▸ Supplied passage:
────

Thank you both for the thoughtful answers:
To enthalpy: It did seem like the numbers were very close for those alkenes you mentioned. This question was specifically inspired by the dehydration of 1-cyclopentyl-1-ethanol in H2SO4. While looking over problems on practice exams for two different undergraduate organic chemistry classes, I saw two different answers for this question over a period of three days.
The first answer said hydride shift to form a tertiary carbocation, followed by elimination to create 1-ethylcyclopentene. This makes sense kinetically, because hydride has higher migratory aptitude, and also because it immediately makes a tertiary carbocation. This is the answer I predicted. The second answer was ring expansion to make a 6 atom ring secondary carbocation, which would lead to 1-methylcyclohexene. This makes sense thermodynamically, because the 6 membered ring is significantly more stable. The energy difference between those two products is very large. Based on heats of formation on NIST the difference is ~60 kJ/mol.

────

▸ Tasks to perform:
**a.** Return the text of the passage on carbocation rearrangements verbatim, starting at "The first answer" and ending at "is ~60 kJ/mol.".
**b.** Write the next part of the passage on carbocation rearrangements, picking up right after its last sentence.

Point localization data
────

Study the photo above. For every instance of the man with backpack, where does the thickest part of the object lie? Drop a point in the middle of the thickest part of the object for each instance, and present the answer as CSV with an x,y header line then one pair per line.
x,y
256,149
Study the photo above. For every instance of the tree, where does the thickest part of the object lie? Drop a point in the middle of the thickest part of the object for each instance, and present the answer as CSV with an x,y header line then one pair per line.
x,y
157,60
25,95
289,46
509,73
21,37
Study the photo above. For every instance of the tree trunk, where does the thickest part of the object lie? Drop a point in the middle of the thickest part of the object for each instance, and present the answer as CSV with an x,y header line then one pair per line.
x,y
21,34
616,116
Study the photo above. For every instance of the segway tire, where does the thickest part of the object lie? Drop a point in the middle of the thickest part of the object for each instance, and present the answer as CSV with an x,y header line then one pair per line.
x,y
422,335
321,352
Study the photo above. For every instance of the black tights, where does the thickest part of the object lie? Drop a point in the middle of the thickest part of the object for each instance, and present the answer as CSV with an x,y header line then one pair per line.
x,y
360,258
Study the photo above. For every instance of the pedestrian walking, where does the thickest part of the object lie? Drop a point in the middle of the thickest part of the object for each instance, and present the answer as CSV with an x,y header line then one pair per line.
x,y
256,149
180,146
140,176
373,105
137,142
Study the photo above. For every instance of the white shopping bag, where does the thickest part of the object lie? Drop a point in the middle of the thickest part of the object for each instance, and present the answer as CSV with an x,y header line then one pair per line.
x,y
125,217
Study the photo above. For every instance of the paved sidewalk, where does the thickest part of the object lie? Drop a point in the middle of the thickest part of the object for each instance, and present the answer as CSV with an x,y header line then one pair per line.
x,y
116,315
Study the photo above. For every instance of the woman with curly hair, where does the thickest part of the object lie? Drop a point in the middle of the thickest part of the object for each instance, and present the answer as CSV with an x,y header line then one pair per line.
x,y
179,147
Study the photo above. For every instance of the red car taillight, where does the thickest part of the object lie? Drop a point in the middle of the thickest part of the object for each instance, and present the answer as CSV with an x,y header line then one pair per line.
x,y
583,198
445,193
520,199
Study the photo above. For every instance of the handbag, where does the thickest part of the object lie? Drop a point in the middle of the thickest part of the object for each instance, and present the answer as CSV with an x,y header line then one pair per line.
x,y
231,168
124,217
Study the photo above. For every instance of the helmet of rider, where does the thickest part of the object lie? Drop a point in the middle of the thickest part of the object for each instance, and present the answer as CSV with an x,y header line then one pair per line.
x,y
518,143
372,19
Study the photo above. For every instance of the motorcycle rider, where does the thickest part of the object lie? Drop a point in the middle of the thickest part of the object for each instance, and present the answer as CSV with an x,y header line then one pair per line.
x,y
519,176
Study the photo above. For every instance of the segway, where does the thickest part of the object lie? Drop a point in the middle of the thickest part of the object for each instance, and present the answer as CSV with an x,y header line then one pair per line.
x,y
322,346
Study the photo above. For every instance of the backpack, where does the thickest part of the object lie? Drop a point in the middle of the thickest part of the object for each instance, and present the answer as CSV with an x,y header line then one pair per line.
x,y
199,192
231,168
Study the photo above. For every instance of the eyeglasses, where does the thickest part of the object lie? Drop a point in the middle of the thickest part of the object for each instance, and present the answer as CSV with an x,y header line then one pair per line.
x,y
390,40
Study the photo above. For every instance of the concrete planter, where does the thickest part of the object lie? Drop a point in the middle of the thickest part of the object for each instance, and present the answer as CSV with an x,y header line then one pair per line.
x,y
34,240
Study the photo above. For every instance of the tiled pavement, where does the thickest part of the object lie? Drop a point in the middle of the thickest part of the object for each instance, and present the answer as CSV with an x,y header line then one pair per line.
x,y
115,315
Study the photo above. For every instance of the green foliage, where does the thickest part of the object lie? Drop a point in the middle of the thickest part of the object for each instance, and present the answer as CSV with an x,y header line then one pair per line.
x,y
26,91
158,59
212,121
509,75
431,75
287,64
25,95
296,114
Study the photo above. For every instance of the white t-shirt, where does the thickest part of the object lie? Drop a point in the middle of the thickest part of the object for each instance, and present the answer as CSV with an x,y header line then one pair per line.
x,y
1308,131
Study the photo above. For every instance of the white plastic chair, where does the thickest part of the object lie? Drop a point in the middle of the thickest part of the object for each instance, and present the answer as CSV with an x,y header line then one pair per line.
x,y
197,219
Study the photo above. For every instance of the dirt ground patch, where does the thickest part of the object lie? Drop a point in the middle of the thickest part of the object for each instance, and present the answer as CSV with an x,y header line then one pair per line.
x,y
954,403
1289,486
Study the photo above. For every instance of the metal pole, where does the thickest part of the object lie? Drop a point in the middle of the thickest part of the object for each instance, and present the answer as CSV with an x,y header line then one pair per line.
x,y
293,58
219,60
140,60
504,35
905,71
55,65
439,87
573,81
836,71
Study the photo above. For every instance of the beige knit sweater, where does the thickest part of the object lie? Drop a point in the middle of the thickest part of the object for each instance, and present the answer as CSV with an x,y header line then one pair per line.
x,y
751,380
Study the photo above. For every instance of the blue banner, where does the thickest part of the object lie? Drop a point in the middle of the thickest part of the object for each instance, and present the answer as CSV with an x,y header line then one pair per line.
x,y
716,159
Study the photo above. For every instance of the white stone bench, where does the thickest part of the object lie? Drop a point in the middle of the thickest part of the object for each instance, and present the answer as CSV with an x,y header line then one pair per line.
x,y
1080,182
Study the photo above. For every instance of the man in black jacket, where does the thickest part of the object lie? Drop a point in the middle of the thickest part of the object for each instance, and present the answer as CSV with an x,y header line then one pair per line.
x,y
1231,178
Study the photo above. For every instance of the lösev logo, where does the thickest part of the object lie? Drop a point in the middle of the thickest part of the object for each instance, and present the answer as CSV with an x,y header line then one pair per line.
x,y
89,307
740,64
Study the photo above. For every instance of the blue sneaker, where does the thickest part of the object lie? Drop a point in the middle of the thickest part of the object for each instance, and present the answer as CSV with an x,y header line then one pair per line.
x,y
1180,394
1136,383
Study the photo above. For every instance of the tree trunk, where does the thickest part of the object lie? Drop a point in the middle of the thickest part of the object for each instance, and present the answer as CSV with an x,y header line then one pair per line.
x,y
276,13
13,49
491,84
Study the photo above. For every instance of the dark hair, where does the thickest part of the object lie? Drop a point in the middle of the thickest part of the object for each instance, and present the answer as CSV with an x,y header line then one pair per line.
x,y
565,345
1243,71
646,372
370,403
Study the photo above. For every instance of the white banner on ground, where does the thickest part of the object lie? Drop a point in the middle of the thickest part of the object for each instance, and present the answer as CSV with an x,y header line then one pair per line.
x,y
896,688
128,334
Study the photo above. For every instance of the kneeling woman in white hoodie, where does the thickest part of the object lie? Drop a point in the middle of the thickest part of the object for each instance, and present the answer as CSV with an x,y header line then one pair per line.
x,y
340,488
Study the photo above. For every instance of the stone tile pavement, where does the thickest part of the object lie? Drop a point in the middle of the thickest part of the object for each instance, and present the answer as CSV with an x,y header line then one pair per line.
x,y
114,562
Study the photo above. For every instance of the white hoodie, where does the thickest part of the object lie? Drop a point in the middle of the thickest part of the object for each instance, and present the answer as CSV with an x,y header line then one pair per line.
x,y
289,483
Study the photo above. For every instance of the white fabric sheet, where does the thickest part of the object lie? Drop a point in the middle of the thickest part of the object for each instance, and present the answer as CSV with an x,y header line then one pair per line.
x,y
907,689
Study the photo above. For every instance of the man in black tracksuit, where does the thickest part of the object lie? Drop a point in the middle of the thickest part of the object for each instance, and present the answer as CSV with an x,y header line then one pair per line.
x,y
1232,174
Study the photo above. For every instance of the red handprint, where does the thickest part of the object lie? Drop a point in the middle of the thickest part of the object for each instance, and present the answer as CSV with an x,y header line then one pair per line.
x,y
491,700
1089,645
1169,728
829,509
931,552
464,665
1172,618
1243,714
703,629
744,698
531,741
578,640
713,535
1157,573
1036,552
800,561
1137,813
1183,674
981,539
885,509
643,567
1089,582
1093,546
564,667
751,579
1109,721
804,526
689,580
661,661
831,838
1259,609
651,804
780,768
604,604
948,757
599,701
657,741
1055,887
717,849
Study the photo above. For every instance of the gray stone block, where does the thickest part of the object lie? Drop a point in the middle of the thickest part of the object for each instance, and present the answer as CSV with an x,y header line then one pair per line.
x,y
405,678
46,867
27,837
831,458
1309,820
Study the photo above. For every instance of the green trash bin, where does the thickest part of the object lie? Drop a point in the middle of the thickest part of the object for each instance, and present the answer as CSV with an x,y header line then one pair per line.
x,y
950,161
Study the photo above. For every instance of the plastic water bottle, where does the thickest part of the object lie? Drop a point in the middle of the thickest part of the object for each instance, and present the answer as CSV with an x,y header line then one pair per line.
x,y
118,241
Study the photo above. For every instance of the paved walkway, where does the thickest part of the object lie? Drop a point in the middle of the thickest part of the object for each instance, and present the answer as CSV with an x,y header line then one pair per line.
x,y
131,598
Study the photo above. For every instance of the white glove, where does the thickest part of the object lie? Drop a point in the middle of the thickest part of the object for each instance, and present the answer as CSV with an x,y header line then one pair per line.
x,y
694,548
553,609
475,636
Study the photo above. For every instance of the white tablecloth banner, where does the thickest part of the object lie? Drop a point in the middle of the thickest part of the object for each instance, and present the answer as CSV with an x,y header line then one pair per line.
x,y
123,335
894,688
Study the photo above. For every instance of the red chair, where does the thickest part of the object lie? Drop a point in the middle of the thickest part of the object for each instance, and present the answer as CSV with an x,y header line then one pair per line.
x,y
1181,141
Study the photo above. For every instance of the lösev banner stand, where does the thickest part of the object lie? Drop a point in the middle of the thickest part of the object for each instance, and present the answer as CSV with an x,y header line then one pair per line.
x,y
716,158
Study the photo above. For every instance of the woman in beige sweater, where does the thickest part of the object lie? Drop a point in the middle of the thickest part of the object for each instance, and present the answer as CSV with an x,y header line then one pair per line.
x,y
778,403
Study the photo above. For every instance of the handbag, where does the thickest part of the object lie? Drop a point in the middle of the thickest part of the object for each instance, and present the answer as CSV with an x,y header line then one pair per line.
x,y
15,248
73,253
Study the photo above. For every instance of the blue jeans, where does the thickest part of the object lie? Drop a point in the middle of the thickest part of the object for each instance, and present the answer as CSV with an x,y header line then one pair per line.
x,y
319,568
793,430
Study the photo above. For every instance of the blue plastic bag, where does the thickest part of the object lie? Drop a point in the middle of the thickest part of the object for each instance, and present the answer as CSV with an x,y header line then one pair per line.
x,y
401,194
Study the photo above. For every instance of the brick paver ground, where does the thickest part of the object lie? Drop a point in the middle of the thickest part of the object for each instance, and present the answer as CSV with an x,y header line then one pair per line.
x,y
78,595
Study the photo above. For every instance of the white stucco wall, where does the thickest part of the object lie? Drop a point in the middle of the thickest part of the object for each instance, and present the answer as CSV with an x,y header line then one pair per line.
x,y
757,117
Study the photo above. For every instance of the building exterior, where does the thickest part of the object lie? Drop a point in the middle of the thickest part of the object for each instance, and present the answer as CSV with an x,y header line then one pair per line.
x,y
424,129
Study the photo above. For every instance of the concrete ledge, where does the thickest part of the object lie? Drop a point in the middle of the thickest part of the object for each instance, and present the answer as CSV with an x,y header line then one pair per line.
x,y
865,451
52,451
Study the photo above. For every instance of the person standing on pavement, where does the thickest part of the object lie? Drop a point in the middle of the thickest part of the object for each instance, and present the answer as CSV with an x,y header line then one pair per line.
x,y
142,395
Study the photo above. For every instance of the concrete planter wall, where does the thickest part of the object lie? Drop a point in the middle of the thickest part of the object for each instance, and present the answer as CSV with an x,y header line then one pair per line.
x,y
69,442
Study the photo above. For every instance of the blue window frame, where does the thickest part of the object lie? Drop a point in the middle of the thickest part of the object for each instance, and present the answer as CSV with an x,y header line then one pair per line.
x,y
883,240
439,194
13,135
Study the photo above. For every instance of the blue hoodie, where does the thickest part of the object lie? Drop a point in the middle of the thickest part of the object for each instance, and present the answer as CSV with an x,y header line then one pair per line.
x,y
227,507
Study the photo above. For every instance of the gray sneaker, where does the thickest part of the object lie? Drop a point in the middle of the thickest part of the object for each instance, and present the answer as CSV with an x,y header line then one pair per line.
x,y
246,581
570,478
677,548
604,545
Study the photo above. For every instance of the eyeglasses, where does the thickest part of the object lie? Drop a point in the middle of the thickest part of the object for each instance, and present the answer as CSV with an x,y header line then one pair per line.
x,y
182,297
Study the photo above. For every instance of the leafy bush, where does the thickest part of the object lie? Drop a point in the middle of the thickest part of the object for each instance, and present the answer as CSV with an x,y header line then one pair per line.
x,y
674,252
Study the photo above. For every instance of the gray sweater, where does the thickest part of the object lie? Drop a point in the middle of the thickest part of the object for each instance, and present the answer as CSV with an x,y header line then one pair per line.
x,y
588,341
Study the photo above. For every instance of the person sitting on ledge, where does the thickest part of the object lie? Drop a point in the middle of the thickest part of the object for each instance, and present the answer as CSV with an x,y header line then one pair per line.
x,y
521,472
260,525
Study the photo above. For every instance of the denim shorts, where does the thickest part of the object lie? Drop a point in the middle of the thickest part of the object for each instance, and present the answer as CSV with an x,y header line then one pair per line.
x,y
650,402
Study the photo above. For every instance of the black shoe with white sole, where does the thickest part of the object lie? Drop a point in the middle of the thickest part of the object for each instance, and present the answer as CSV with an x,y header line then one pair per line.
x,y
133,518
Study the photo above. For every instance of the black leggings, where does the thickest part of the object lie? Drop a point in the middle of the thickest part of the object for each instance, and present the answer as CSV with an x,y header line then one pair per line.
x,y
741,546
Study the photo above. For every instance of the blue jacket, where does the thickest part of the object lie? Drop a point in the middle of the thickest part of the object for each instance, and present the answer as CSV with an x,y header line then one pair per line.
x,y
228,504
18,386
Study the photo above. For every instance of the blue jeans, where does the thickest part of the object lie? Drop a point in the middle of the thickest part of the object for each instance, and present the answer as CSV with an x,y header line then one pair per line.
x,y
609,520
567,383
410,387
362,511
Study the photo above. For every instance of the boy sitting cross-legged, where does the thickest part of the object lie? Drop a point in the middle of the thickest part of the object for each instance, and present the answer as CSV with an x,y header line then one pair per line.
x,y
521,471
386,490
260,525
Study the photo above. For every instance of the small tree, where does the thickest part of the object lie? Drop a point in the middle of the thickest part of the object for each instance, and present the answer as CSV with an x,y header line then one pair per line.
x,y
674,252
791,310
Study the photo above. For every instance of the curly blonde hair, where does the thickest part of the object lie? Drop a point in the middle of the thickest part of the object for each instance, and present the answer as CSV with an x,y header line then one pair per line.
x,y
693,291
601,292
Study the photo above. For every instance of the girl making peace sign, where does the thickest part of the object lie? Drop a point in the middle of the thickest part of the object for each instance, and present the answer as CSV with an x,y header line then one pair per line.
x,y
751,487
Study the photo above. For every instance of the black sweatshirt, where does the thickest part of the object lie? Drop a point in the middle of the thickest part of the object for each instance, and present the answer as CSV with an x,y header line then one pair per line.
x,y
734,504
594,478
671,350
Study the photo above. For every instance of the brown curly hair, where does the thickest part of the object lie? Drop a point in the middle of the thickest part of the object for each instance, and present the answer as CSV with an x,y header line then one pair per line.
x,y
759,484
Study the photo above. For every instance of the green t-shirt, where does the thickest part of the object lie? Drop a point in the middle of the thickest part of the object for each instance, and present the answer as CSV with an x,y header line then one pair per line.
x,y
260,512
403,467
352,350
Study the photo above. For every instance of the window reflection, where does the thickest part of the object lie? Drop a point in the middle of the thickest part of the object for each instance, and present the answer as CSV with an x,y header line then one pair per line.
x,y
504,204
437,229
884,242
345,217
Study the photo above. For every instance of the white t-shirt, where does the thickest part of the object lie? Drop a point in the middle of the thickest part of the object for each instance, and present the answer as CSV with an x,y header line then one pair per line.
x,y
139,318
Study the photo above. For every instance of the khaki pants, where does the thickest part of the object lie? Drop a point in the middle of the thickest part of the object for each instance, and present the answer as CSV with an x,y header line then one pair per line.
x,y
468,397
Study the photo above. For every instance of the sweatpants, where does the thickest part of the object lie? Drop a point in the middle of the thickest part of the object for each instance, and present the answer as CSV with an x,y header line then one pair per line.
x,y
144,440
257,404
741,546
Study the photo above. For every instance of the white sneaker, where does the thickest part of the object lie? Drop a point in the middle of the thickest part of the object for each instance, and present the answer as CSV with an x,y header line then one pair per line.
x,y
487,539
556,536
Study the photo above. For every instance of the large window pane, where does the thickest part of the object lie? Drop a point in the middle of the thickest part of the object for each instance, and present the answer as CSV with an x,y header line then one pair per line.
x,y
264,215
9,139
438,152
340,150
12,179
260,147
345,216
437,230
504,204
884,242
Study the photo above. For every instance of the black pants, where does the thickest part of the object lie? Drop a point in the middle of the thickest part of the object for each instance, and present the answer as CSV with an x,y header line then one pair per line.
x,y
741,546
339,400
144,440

────

▸ Answers for the exercise:
**a.**
The first answer said hydride shift to form a tertiary carbocation, followed by elimination to create 1-ethylcyclopentene. This makes sense kinetically, because hydride has higher migratory aptitude, and also because it immediately makes a tertiary carbocation. This is the answer I predicted. The second answer was ring expansion to make a 6 atom ring secondary carbocation, which would lead to 1-methylcyclohexene. This makes sense thermodynamically, because the 6 membered ring is significantly more stable. The energy difference between those two products is very large. Based on heats of formation on NIST the difference is ~60 kJ/mol.

**b.**
I could speculate that one product is kinetic and one is thermodynamic. Or, the one without the ring expansion is just non-sense, and it never forms. Certainly under some conditions it could eventually equilibrate to the larger ring.
To PGK: That's an interesting point about hydrogen bonding. I have wondered why in the monosaccharide form of fructose, it favors the pyranose form in water solvent (~70%/30%), and when fructose is part of the diasaccharide sucrose, fructose favors the furanose form. But I this could also happen just because the enzyme fits them together that way.